▶ TRY IT:
Return all the entries below exactly as they were given.

[RAW DATA — start]

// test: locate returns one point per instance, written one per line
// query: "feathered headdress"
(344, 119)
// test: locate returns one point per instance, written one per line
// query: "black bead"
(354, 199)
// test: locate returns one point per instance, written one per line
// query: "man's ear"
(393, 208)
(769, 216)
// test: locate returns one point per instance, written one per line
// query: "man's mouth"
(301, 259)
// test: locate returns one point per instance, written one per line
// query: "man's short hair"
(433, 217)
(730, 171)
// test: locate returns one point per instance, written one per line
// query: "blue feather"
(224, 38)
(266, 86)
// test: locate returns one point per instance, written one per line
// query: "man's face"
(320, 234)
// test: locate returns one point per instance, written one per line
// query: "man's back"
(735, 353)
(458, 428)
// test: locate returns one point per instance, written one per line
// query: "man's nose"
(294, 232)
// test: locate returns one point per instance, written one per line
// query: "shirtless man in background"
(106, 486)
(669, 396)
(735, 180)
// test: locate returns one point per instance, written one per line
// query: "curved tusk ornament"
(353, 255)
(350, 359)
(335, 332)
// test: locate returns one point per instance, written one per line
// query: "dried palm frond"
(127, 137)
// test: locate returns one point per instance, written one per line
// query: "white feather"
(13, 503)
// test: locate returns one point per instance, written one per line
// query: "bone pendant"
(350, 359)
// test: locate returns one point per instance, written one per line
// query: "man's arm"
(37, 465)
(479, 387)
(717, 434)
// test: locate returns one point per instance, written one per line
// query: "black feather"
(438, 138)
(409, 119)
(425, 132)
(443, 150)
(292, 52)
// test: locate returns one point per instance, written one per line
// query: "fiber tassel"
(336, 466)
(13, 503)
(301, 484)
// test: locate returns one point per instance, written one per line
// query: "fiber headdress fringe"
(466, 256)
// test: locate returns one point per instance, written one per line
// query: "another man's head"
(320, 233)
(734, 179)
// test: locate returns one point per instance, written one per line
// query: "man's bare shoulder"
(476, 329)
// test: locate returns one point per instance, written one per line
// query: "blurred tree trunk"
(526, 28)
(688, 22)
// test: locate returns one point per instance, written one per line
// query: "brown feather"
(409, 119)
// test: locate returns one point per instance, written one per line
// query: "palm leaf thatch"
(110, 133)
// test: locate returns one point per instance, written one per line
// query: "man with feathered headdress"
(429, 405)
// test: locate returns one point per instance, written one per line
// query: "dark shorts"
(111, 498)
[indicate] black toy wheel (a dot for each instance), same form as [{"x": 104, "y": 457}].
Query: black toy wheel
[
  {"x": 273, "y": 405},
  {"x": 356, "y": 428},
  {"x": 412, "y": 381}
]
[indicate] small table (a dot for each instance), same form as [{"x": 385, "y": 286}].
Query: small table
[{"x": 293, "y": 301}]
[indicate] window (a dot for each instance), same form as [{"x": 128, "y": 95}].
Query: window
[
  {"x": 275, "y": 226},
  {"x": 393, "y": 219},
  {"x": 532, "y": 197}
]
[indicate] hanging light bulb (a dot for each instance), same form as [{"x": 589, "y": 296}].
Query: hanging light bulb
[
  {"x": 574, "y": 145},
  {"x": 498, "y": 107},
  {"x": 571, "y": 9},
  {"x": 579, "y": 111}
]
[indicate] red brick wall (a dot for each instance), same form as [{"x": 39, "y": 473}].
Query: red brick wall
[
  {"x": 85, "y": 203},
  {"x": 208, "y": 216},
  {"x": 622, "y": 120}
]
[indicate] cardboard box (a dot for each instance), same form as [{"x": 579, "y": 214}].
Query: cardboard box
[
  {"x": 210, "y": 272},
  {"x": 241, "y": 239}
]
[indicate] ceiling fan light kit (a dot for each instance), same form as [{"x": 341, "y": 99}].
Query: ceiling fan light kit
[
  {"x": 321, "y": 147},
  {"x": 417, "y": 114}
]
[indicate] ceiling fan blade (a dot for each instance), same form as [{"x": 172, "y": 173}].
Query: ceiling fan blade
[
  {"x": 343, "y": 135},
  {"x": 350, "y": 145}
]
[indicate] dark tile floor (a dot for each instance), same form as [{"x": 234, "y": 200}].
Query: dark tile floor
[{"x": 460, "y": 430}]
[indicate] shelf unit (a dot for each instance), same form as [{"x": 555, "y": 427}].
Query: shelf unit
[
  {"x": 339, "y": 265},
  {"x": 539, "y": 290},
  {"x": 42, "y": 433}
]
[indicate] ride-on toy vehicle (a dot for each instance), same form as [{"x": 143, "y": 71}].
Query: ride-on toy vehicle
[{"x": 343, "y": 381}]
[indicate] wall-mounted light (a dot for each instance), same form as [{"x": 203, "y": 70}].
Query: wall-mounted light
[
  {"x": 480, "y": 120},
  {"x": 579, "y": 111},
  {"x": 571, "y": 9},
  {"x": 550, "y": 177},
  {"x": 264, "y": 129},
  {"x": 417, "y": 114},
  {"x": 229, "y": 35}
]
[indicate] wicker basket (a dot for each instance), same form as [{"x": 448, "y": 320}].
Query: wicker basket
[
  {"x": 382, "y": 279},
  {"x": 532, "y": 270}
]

[RAW DATA — finish]

▶ ANSWER FOR THE TASK:
// test: locate returns one point per instance, written one per line
// query: "feathered headdress"
(344, 119)
// test: locate returns one point per instance, written one per line
// query: "black bead"
(354, 199)
// test: locate returns one point per instance, written one per line
// query: "man's ear"
(393, 208)
(769, 216)
// test: locate returns one point per instance, written one per line
// query: "man's mouth"
(301, 259)
// test: locate returns one point per instance, written one per line
// query: "man's short hair"
(433, 217)
(730, 171)
// test: locate returns one point per instance, written one per line
// query: "blue feather"
(224, 38)
(266, 86)
// test: locate returns one point per instance, written one per line
// query: "man's face"
(320, 234)
// test: locate returns one point per instance, written one per line
// query: "man's back"
(735, 353)
(458, 428)
// test: locate returns one point per instance, written one per line
// query: "man's nose"
(294, 232)
// test: locate returns one point per instance, written one per line
// query: "shirtless man in background"
(106, 486)
(669, 396)
(735, 180)
// test: locate returns one point per instance, written one per line
// query: "curved tusk ornament"
(353, 255)
(350, 359)
(335, 332)
// test: locate returns one point per instance, written one per line
// query: "dried palm frond"
(127, 137)
// test: locate returns one point per instance, written one per line
// query: "white feather"
(13, 503)
// test: locate returns one point per instance, written one per line
// query: "bone pendant"
(350, 359)
// test: locate returns one point per instance, written one per line
// query: "man's arm"
(37, 465)
(479, 387)
(717, 434)
// test: locate returns one point per instance, written one per line
// query: "black feather"
(438, 138)
(409, 119)
(425, 132)
(443, 150)
(292, 52)
// test: locate returns one point per instance, written one per line
// query: "fiber tassel"
(336, 466)
(13, 503)
(301, 484)
// test: locate returns one point per instance, written one per line
// query: "fiber headdress fringe"
(466, 256)
// test: locate returns one point per instance, written one per line
// query: "another man's head"
(320, 233)
(734, 179)
// test: locate returns one point per instance, written one per line
// query: "man's bare shoulder"
(476, 329)
// test: locate returns one point per instance, written one per line
// query: "blurred tree trunk"
(526, 28)
(688, 22)
// test: locate returns one point per instance, written one per line
// query: "brown feather"
(409, 119)
// test: locate returns one point per instance, written one per line
// query: "palm leaf thatch"
(110, 133)
// test: locate returns one point per instance, written one per line
// query: "man with feathered headdress"
(429, 405)
// test: locate returns one point per instance, written one per line
// query: "dark shorts"
(111, 498)
[indicate] black toy wheel (a dot for each instance), same form as [{"x": 104, "y": 457}].
Query: black toy wheel
[
  {"x": 273, "y": 405},
  {"x": 356, "y": 428},
  {"x": 412, "y": 381}
]
[indicate] small table (a dot for each instance), same form as [{"x": 385, "y": 286}].
Query: small table
[{"x": 293, "y": 301}]
[indicate] window (a dot for each instance), same form as [{"x": 128, "y": 95}].
Query: window
[
  {"x": 275, "y": 226},
  {"x": 393, "y": 219},
  {"x": 532, "y": 197}
]
[indicate] hanging light bulb (a dot for each instance), same form as [{"x": 589, "y": 296}].
Query: hanging light bulb
[
  {"x": 574, "y": 145},
  {"x": 498, "y": 107},
  {"x": 571, "y": 9},
  {"x": 579, "y": 111}
]
[indicate] red brick wall (a dot for each instance), same form as [{"x": 39, "y": 473}].
Query: red brick wall
[
  {"x": 85, "y": 203},
  {"x": 208, "y": 216},
  {"x": 622, "y": 120}
]
[indicate] cardboard box (a dot for each instance), same form as [{"x": 579, "y": 214}].
Query: cardboard box
[
  {"x": 210, "y": 272},
  {"x": 241, "y": 239}
]
[indicate] ceiling fan light kit (a dot for each instance), same form as [{"x": 341, "y": 99}].
Query: ceiling fan light kit
[
  {"x": 321, "y": 147},
  {"x": 417, "y": 114}
]
[indicate] ceiling fan blade (a dot for each instance), same form as [{"x": 172, "y": 173}].
Query: ceiling fan blade
[
  {"x": 343, "y": 135},
  {"x": 350, "y": 145}
]
[indicate] dark tile floor (a dot for each instance), same form as [{"x": 234, "y": 200}].
Query: dark tile floor
[{"x": 460, "y": 430}]
[indicate] shelf unit (a dot for each instance), same form as [{"x": 555, "y": 427}].
Query: shelf unit
[
  {"x": 339, "y": 265},
  {"x": 539, "y": 290},
  {"x": 42, "y": 433}
]
[indicate] ride-on toy vehicle (a dot for each instance), same form as [{"x": 143, "y": 71}].
Query: ride-on toy vehicle
[{"x": 343, "y": 381}]
[indicate] wall-mounted light (a dot for each instance), same form as [{"x": 203, "y": 70}].
Query: wall-mounted light
[
  {"x": 480, "y": 120},
  {"x": 579, "y": 111},
  {"x": 571, "y": 9},
  {"x": 550, "y": 177},
  {"x": 264, "y": 129},
  {"x": 417, "y": 114},
  {"x": 229, "y": 35}
]
[indicate] wicker basket (a dot for each instance), same form as [{"x": 448, "y": 320}].
Query: wicker basket
[
  {"x": 382, "y": 279},
  {"x": 532, "y": 270}
]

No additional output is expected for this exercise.